### Assigned task
Copy out the lines beginning at the one with "wall as a single point per instance." and ending at the last line of the data, both included; pictures stay out.

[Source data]
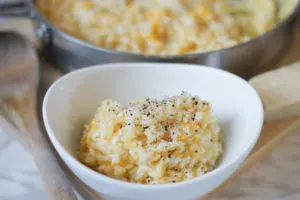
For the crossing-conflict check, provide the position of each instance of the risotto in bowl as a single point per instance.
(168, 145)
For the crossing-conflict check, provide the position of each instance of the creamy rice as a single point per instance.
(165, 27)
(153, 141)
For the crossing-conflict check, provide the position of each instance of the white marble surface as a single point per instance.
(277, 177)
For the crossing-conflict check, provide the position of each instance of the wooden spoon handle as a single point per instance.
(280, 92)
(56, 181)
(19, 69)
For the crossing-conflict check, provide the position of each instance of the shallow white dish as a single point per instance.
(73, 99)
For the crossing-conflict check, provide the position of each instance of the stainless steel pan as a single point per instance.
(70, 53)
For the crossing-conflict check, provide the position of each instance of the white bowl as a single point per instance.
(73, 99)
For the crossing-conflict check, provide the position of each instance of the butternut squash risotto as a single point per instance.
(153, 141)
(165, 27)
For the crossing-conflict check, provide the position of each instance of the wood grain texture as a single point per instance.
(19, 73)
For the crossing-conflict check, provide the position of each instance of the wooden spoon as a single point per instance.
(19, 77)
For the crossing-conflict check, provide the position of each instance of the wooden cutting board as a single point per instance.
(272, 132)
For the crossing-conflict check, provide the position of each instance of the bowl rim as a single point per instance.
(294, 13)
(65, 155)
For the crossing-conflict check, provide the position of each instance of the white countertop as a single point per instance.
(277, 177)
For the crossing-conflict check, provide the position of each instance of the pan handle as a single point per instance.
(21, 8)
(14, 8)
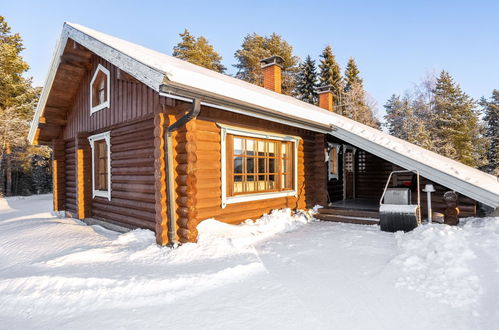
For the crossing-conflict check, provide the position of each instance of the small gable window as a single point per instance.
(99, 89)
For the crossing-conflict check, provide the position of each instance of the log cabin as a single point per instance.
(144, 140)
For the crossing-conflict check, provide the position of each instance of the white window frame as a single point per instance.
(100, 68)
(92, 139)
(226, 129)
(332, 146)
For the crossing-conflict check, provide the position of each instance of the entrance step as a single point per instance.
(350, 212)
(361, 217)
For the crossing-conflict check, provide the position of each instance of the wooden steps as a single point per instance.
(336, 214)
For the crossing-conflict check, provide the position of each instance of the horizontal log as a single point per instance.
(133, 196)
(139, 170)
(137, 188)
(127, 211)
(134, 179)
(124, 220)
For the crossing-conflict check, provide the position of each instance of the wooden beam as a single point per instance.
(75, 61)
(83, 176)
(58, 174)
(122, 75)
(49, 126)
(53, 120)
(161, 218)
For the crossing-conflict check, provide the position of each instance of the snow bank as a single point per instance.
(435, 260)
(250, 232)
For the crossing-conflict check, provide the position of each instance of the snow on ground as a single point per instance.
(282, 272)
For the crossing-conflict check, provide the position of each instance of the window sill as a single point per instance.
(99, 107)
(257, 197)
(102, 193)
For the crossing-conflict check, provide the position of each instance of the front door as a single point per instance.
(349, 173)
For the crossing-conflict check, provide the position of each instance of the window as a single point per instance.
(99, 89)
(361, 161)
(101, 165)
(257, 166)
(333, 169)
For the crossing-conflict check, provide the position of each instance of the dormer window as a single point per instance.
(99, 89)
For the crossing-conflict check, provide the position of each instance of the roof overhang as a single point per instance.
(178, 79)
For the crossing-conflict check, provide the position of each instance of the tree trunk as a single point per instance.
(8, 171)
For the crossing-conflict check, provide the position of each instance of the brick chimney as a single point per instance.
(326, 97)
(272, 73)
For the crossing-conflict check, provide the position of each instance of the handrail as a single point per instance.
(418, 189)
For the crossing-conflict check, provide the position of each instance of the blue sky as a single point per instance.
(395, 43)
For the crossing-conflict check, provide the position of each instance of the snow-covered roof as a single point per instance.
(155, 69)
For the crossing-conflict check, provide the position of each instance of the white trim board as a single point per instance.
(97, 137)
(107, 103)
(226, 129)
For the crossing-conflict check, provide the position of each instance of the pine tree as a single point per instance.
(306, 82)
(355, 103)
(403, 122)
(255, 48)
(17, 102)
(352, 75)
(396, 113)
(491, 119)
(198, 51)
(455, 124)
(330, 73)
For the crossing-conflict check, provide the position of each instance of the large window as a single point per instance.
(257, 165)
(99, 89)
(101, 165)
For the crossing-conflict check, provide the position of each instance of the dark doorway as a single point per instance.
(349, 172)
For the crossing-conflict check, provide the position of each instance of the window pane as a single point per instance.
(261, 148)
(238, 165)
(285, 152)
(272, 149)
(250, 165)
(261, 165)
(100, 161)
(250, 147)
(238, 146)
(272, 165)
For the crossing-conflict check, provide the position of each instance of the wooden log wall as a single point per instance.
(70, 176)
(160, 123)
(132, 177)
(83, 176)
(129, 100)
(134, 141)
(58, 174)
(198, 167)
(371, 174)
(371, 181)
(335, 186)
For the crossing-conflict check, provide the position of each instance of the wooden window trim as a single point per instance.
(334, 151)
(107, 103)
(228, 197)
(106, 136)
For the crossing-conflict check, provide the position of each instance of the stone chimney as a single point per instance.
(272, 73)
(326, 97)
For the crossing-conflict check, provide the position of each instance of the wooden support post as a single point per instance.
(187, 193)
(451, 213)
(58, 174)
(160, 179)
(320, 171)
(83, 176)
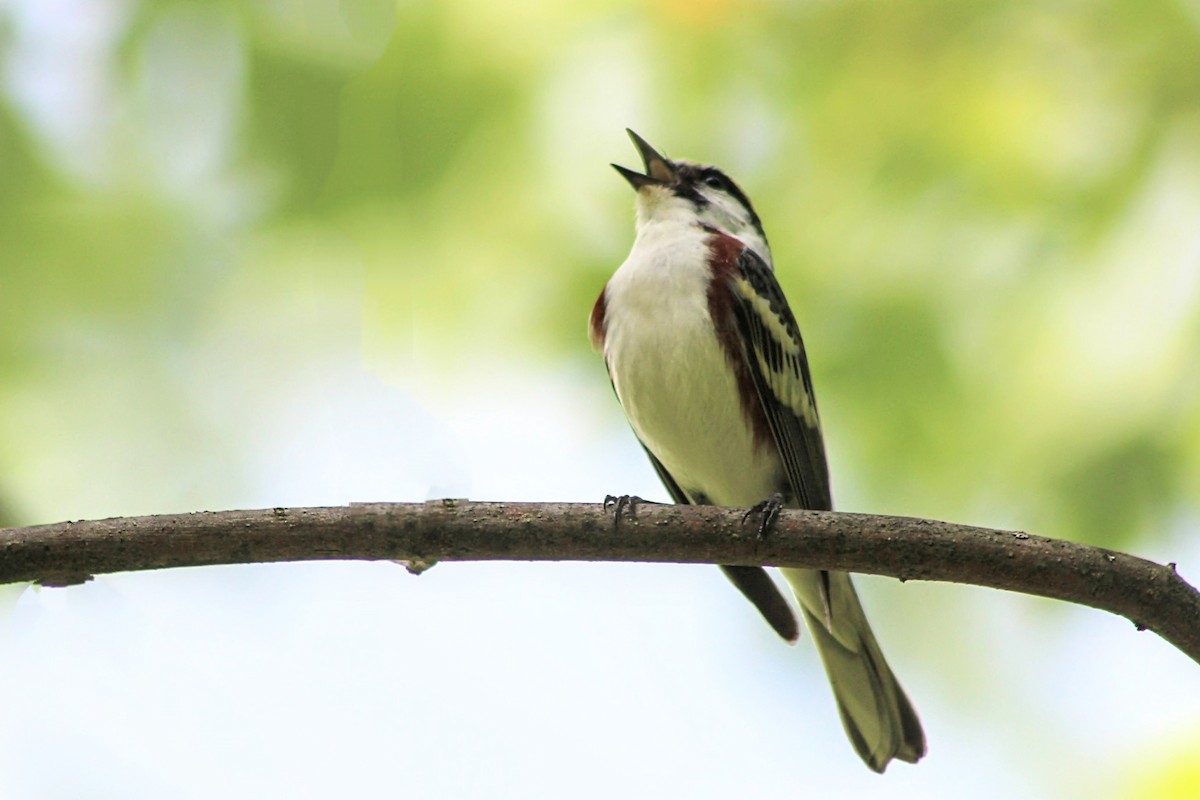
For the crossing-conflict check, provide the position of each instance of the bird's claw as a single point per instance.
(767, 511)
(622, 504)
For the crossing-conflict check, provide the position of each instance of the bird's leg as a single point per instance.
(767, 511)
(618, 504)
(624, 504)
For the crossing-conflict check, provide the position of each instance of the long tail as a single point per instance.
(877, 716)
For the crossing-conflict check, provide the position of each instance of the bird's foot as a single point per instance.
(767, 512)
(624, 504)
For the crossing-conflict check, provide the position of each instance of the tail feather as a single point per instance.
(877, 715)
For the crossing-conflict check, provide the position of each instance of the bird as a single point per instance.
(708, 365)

### Answer box
For the crossing-conflict check, provide the position of each instance of the wooden log wall as a single point per instance.
(70, 176)
(160, 123)
(132, 177)
(83, 176)
(129, 100)
(134, 141)
(58, 174)
(198, 167)
(371, 174)
(371, 181)
(335, 186)
For the crossing-conflict check, provide the position of each instance of the wooden window trim as a single point per instance.
(334, 151)
(107, 103)
(228, 197)
(106, 136)
For the crossing-conflict check, provide the position of each instance of the stone chimney as a single point per instance.
(272, 73)
(326, 97)
For the crossing-conflict check, provide the position of each instance of the wooden support post as a single point per instance.
(187, 193)
(451, 213)
(58, 174)
(160, 179)
(320, 171)
(83, 176)
For the crossing-conflict check, provide the position of each instance of the bird's claw as a single point per instance.
(767, 511)
(622, 504)
For the crossing-conflict check, provide the position of each instance of the bird's leg as a single point per instance.
(767, 511)
(618, 504)
(624, 504)
For the crossing-conflict check, provide the position of each instance of the long tail as a single point per instance.
(877, 716)
For the crossing-conflict check, provide the position of each instance of the bird's foot as a single point per instance.
(767, 512)
(624, 504)
For the crossing-conflict check, provide the position of each instance of the tail feather as a single point per instance.
(877, 715)
For the crossing-conflict check, provide the position of each instance of the bird as a single point per instance.
(708, 365)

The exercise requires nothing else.